◆ TAREAS POR REALIZAR:
**A)** Según el texto sobre los bienes materiales, ¿qué tres verbos emplea Jesús para orientar las actitudes de sus discípulos ante las riquezas?
**B)** Escribe una continuación del texto sobre los bienes materiales a partir de su última oración.

◆ TEXTO EXTRAÍDO:
++++
La raíz de todos los males —según San Pablo— está en «el amor al dinero” (1 Tim 6,10).Pero notemos algo: no dice que el dinero mismo sea la raíz de todos los males, sino “el amor al dinero”. Porque nuestro amor tiene que dirigirse a Dios y a los hombres, no a los bienes materiales. Existe, entonces, un peligro real en buscar acumular dinero y riquezas. Tanto así que Jesús nos advierte: “Yo os aseguro que un rico difícilmente entrará en el Reino de los Cielos” (Mt. 19, 23). Se refiere el Señor a esos ricos que aman tanto al dinero que lo prefieren a Dios. Concretamente Cristo estaba aludiendo al joven rico que no fue capaz de dejar su dinero y sus bienes para seguirlo a Él.
La Palabra de Dios de este sábado proyecta su luz sobre los bienes materiales: qué actitud debemos mantener los discípulos y cómo usarlos adecuadamente. La parábola del administrativo desaprensivo (Lc 16, 1-8), seguida de tres aplicaciones concretas (vv. 8-13) nos invitan hoy, seriamente, a plantearnos con toda lucidez, dónde tenemos puesto el corazón; para quién y cómo estamos trabajando; a quién estamos ofreciendo nuestra existencia. En relación con los bienes materiales, las riquezas, Jesús emplea tres verbos que iluminan y orientan las actitudes que debemos tener sus discípulos: renunciar, dar y vender. Para seguir a Jesús hay que estar dispuesto a renunciar a todos los bienes, tanto materiales (posesiones, riquezas) como afectivos (familia, amigos): «Cualquiera de vosotros que no renuncie a sus bienes no puede ser discípulo mío» (Lc 14, 33); no hay seguimiento del Señor sin renuncia; no se puede seguir a Jesús sin cargar con la Cruz.
++++
◆ DATOS EN ESTUDIO:
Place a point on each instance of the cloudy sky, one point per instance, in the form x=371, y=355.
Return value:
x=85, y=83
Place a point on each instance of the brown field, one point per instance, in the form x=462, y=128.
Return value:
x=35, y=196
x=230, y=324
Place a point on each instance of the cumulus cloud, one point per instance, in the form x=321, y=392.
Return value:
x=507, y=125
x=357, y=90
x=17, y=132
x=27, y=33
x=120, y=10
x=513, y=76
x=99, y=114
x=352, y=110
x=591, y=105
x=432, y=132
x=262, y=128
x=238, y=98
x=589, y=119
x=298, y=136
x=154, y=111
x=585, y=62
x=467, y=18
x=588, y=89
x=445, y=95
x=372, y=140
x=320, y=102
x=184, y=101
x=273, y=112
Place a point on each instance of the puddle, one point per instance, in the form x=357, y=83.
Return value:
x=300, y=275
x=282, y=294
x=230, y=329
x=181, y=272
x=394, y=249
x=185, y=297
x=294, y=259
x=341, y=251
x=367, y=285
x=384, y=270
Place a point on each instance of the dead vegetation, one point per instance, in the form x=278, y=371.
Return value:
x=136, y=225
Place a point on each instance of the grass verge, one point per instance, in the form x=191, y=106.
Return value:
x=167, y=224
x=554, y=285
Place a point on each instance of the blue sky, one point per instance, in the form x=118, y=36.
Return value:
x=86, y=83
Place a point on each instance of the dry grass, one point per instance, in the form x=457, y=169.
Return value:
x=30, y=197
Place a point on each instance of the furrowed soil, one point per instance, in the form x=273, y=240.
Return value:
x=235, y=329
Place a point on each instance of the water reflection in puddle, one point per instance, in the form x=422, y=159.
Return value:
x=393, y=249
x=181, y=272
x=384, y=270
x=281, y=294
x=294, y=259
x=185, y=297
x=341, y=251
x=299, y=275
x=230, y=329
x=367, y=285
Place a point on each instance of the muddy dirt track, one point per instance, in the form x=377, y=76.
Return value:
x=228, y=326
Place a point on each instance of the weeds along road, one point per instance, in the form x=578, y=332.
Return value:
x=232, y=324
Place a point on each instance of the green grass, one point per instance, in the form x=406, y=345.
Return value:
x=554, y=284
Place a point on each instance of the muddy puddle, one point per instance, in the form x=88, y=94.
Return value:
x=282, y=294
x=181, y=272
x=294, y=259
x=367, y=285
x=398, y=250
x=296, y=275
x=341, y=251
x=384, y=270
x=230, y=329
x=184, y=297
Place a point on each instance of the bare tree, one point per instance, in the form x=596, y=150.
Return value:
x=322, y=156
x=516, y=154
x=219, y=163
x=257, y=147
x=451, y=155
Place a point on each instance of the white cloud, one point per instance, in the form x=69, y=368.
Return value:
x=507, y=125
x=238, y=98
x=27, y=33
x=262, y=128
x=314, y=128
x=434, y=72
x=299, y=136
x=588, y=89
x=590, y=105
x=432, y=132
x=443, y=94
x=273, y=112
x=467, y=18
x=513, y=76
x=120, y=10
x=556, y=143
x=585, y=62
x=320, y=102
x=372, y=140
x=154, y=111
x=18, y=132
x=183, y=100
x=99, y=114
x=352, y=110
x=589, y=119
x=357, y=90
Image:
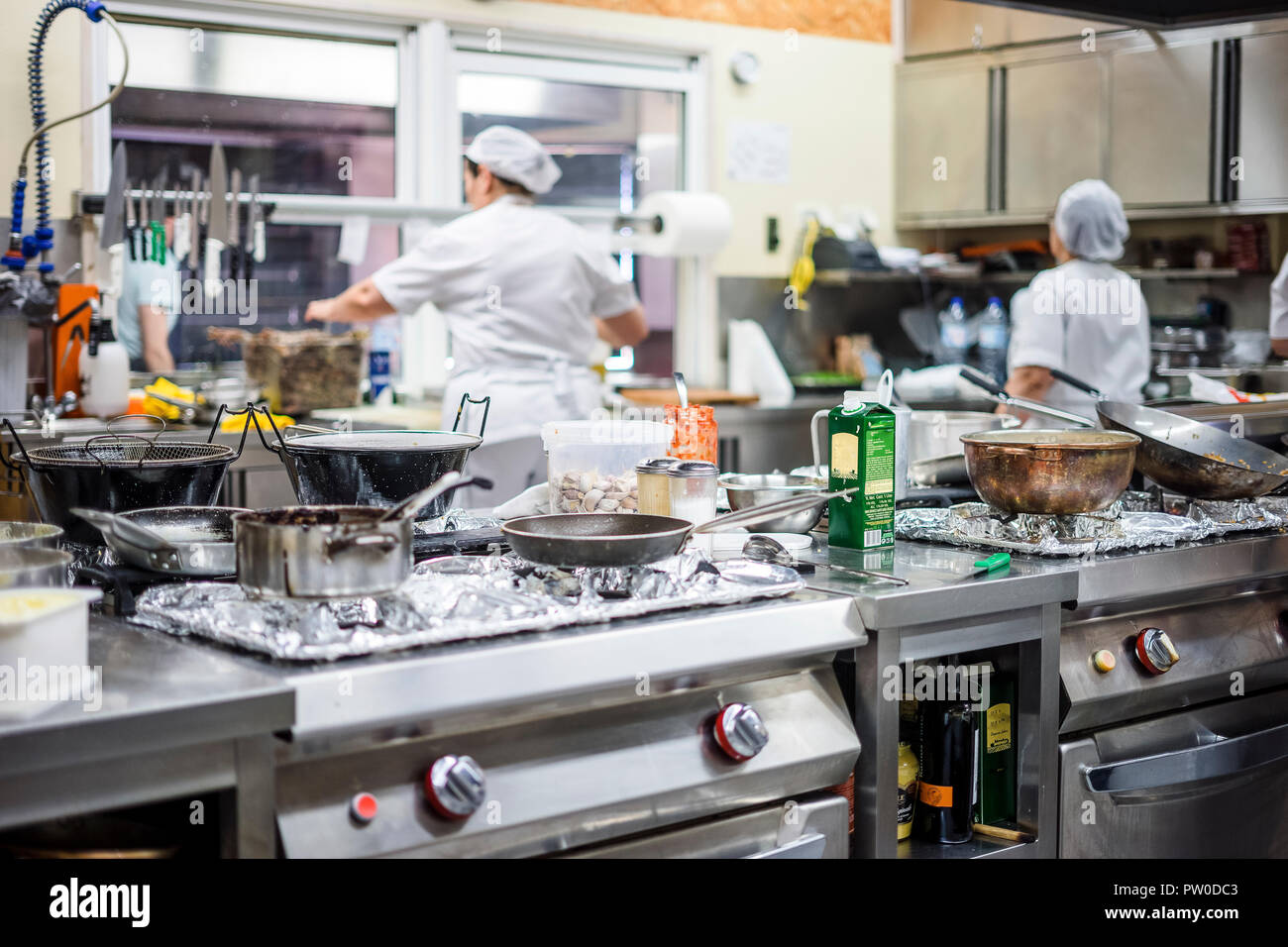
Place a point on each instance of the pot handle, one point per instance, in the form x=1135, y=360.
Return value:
x=814, y=440
x=381, y=540
x=4, y=455
x=487, y=406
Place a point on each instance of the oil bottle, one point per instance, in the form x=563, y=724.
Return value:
x=862, y=434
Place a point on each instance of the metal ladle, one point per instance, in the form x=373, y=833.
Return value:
x=761, y=548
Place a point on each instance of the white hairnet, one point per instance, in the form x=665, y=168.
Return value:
x=515, y=157
x=1090, y=221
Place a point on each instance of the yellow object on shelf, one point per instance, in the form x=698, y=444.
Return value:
x=233, y=424
x=166, y=389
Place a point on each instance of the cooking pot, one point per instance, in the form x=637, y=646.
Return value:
x=373, y=468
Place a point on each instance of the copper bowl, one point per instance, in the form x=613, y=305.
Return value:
x=1052, y=472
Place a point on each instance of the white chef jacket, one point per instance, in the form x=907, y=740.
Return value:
x=518, y=285
x=1089, y=320
x=1279, y=303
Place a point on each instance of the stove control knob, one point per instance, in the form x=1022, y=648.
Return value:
x=455, y=787
x=364, y=808
x=739, y=732
x=1155, y=651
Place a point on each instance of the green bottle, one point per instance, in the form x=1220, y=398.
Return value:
x=861, y=432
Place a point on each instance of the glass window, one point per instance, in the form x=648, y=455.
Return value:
x=309, y=115
x=613, y=146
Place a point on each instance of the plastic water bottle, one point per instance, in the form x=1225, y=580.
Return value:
x=953, y=334
x=993, y=339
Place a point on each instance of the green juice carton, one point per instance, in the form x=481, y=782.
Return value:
x=861, y=431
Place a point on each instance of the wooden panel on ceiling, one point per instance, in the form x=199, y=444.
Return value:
x=849, y=20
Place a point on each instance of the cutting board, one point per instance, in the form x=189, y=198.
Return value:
x=657, y=397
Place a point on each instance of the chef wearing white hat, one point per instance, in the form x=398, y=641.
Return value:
x=1085, y=316
x=524, y=292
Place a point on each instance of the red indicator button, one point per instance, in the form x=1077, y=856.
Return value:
x=364, y=806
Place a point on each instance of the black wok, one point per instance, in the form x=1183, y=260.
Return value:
x=629, y=539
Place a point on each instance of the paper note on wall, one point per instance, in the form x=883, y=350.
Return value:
x=759, y=153
x=353, y=240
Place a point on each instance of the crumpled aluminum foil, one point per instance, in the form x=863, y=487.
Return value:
x=1132, y=522
x=455, y=598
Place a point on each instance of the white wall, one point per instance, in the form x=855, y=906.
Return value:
x=835, y=94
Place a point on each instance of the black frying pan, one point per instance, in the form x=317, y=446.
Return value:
x=630, y=539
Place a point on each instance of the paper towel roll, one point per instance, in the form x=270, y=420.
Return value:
x=694, y=224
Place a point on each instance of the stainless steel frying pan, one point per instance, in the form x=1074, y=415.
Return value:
x=1176, y=453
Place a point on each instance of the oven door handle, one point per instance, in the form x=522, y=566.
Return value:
x=1212, y=761
x=809, y=845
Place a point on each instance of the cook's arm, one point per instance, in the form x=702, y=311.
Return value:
x=629, y=328
x=360, y=303
x=154, y=330
x=1029, y=381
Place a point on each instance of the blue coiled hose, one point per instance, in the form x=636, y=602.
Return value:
x=43, y=239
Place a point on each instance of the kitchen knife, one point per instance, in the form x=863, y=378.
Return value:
x=194, y=243
x=217, y=234
x=114, y=202
x=254, y=252
x=235, y=226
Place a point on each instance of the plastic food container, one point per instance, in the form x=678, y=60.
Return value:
x=591, y=464
x=44, y=648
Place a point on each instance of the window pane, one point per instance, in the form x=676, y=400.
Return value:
x=613, y=147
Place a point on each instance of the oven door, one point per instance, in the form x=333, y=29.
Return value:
x=1210, y=783
x=815, y=826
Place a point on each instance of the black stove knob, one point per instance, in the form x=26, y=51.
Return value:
x=1155, y=651
x=455, y=787
x=739, y=732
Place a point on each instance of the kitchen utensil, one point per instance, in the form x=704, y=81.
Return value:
x=982, y=567
x=372, y=468
x=1188, y=457
x=1054, y=472
x=746, y=491
x=629, y=539
x=322, y=552
x=26, y=566
x=235, y=226
x=217, y=232
x=178, y=540
x=120, y=474
x=33, y=535
x=761, y=548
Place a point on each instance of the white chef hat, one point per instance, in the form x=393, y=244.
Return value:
x=1090, y=221
x=515, y=157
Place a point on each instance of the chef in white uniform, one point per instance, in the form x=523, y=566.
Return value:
x=1085, y=316
x=524, y=292
x=1279, y=312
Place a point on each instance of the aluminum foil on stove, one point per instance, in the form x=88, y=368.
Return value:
x=455, y=598
x=1136, y=521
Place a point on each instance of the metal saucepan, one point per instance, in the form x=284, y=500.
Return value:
++++
◆ RESPUESTAS DEL EJERCICIO:
**A)** Renunciar, dar y vender.

**B)**
El mensaje de Jesús, en este punto, no deja lugar a dudas y es clarísimo y determinante en su planteamiento: «No podéis servir a Dios y al dinero» (v. 13) porque uno de esos dos polos regirá necesariamente la existencia, el servicio a ambos es incompatible. Si uno se embarca en una búsqueda febril del dinero, que le subyuga y le esclaviza, no podrá dedicarse sincera y absolutamente al servicio de Dios ni del prójimo. El dinero se deifica, se convierte en ídolo, nos metaliza el alma y oscurece la conciencia moral. La interpelación al discípulo resuena con toda radicalidad: ¿Qué escoges? ¿A quién quieres servir?
Las riquezas pueden ser injustas o porque son mal adquiridas o porque son mal empleadas o por ambas cosas a la vez. Se nos llama a una reflexión de conciencia sobre la adquisición, uso, valoración y apego a las riquezas. Partiendo de un principio profundamente evangélico, «nadie puede servir a Dios y al dinero», Jesús nos lleva a descubrir nuestra verdadera actitud ante Dios. No hay verdadera libertad en el corazón humano si este está atrapado por la ambición y la codicia de acumular y servir la dinero. ¡El dinero debe servir y no gobernar nuestra vida! Hoy, Jesús nos hace un chequeo al corazón y nos pregunta: Tú, ¿a quién estás sirviendo? ¿A Dios o al Dinero?